▸ RECORDED INFORMATION:
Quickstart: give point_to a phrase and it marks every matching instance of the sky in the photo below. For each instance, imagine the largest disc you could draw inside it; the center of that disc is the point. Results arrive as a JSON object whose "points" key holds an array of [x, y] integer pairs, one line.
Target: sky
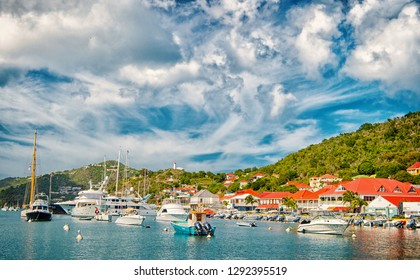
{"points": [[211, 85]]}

--

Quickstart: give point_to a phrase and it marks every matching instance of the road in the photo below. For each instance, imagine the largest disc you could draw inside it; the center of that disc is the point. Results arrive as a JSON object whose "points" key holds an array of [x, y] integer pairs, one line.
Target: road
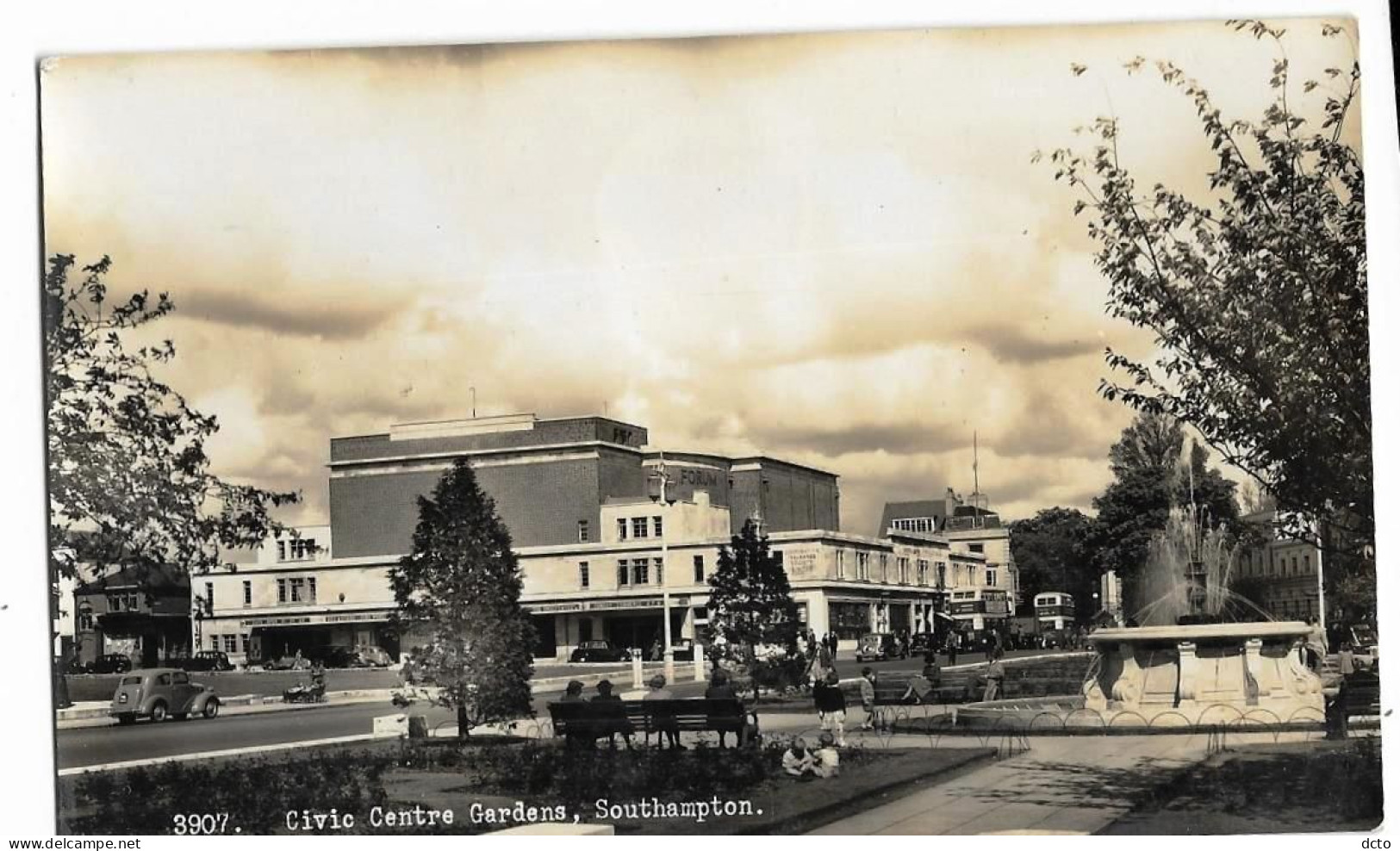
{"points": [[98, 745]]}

▸ EXERCISE REQUIREMENTS:
Where does the string "pairs" occur in the data above? Copy every line that holds it.

▸ ANSWER BELOW:
Quickstart: give point_to a phrase and it marks every matching instance of the sky in the photo below. For each instance, imagine the largest disc you could draw inside it; the center of that disc is the point. Results arrive as a JSON object whose "points" key holds an array of [x, y] integer pairs, one line.
Quickstart: give point_to a phrase and it marks every matching instance of the road in the photo below. For each instance, imagine the largest disc you could draw inside it; the center of that disc is the point. Results arrive as a JSON object whose "points" key holds an array of [x, y] integer pairs, one line.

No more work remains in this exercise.